Excerpt to read.
┄┄┄┄┄┄┄┄┄┄

The series is licensed by Aniplex of America. Funimation streamed the censored broadcast version on its platform. On September 4, 2020, Funimation announced that the series would receive an English dub, which premiered on the same day. Following Sony's acquisition of Crunchyroll, the series was moved to Crunchyroll.

====Episodes====

| No. | Title | Original release date |
|---|---|---|
| 1 | "In This World Filled With Light" Transliteration: "Hikari Michiru Kono Sekai de" (Japanese: 光満ちるこのセカイで) | July 4, 2020 |
| 2 | "HxEros Forms" Transliteration: "Kessei, Eguzerosu" (Japanese: 結成、エグゼロス) | July 11, 2020 |
| 3 | "Butterfly Effect" Transliteration: "Batafurai Efekuto" (Japanese: バタフライエフェクト) | July 18, 2020 |
| 4 | "Snow White and the Color of the Sky" Transliteration: "Shirayukihime to Chū no Iro" (Japanese: 白雪姫と宙の色) | July 25, 2020 |
| 5 | "HxEros Rising" Transliteration: "Eguzerosu Raijingu" (Japanese: エグゼロス・ライジング) | August 1, 2020 |
| 6 | "New Roommate (?)" Transliteration: "Aratana Dōkyo Hito (?)" (Japanese: 新たな同居人（？）) | August 8, 2020 |
| 7 | "XERO Game" Transliteration: "XERO Gēmu" (Japanese: XEROゲーム) | August 15, 2020 |
| 7.5 | "HxEros Report" Transliteration: "Eguzerosu Repōto" (Japanese: エグゼロス・レポート) | August 22, 2020 |
| 8 | "H-energy Monster" Transliteration: "H Najī ☆ Monsutā" (Japanese: Hナジー☆モンスター) | August 29, 2020 |
| 9 | "Hadakana Beach Season Opening" Transliteration: "Hada-kin Kaigan Umi Hiraki" (Japanese: 肌金海岸海開き) | September 5, 2020 |
| 10 | "The Two Kiraras" Transliteration: "Futari no Unmo" (Japanese: 二人の雲母) | September 12, 2020 |
| 11 | "Bye-bye, HxEros!" Transliteration: "Baibai, Eguzerosu" (Japanese: バイバイ、 エグゼロス) | September 19, 2020 |
| 12 | "HxEros Showdown!" Transliteration: "Kessen! Eguzerosu" (Japanese: 決戦！ エグゼロス) | September 26, 2020 |

====OVAs====

| No. | Title | Original release date |
| 1 | "The Two Contraries" Transliteration: "Futari no Amanojaku" (Japanese: 二人のアマノジャク) | November 4, 2020 |
"Sora Tenkuji's Daily Routine" Transliteration: "Tenkūji Sora no Nichijō" (Japanese: 天空寺宙の日常)

┄┄┄┄┄┄┄┄┄┄

Written instruction 1.
Using the excerpt above about the anime series, decide whether each statement agrees with it: (a) The series is licensed by Funimation. (b) The English dub premiered on the same day Funimation announced it. (c) Funimation streamed an uncensored version of the series. Answer yes or no for each and quote the deciding words.

Data supplied.
┄┄┄┄┄┄┄┄┄┄

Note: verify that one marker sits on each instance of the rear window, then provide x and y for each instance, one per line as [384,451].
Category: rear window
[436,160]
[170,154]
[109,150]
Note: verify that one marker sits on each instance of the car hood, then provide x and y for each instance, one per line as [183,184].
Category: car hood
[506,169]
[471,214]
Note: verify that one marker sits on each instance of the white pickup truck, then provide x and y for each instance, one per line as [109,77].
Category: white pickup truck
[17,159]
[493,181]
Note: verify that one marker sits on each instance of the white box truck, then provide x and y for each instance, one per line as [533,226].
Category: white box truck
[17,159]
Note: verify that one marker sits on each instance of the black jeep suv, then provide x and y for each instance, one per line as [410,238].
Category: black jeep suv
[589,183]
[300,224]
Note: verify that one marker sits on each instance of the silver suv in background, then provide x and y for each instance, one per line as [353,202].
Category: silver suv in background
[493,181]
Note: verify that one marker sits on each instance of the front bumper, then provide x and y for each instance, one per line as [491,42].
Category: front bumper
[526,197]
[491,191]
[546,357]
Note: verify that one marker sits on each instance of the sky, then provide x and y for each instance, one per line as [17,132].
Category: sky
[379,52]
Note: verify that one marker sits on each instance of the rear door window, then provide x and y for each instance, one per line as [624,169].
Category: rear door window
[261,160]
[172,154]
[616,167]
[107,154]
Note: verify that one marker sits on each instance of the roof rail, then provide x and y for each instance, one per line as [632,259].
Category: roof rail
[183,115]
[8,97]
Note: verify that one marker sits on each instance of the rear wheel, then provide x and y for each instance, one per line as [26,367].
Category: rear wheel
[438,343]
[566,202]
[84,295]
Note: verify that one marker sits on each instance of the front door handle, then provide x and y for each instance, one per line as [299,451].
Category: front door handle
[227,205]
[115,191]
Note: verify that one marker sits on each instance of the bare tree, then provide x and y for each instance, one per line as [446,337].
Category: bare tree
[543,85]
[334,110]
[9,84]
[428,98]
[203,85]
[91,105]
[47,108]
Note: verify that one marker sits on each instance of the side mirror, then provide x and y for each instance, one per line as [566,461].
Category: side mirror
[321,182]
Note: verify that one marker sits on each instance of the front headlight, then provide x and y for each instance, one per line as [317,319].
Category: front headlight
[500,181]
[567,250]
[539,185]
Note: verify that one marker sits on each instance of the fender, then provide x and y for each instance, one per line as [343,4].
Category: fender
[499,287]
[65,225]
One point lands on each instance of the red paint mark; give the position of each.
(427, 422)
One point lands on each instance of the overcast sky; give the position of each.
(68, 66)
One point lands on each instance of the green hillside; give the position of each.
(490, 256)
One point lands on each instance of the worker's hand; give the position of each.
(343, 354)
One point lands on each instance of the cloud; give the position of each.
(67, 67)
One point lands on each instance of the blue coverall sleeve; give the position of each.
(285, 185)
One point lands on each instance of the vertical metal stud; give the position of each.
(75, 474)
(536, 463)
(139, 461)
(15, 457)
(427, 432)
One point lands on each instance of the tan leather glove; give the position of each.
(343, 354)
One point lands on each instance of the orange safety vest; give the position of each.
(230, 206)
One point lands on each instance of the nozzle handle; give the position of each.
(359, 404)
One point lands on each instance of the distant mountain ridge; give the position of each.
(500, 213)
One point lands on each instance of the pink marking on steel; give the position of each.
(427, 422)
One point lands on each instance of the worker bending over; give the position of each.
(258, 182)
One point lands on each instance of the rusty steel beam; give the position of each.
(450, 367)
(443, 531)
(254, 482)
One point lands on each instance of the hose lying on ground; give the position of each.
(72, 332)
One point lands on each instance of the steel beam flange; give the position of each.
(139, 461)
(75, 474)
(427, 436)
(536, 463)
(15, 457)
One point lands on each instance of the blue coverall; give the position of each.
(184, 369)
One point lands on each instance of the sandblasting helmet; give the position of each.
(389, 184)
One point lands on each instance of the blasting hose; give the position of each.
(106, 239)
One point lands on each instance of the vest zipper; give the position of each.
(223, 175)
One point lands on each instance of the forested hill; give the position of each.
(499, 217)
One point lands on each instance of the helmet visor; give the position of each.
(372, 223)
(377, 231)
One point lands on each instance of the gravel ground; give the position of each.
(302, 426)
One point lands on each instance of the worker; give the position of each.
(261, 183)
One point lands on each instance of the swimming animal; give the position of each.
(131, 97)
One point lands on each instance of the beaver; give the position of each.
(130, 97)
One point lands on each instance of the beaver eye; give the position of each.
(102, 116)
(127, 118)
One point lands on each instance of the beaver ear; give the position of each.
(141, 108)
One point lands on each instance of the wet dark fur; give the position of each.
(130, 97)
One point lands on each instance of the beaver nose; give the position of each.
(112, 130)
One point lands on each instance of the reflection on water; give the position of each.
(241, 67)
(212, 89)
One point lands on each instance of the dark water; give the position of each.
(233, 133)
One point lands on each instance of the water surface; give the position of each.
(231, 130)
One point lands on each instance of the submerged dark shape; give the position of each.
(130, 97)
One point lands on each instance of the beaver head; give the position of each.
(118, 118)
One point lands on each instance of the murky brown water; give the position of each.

┄┄┄┄┄┄┄┄┄┄

Written instruction 2.
List every line of the records that contains the string "wheel". Case counts.

Final answer 1.
(a) No: "The series is licensed by Aniplex of America."
(b) Yes: "On September 4, 2020, Funimation announced that the series would receive an English dub, which premiered on the same day."
(c) No: "Funimation streamed the censored broadcast version on its platform."

Final answer 2.
Note: verify that one marker sits on each instance of the rear wheel, then provide x and y for each instance, one per line as [26,367].
Category: rear wheel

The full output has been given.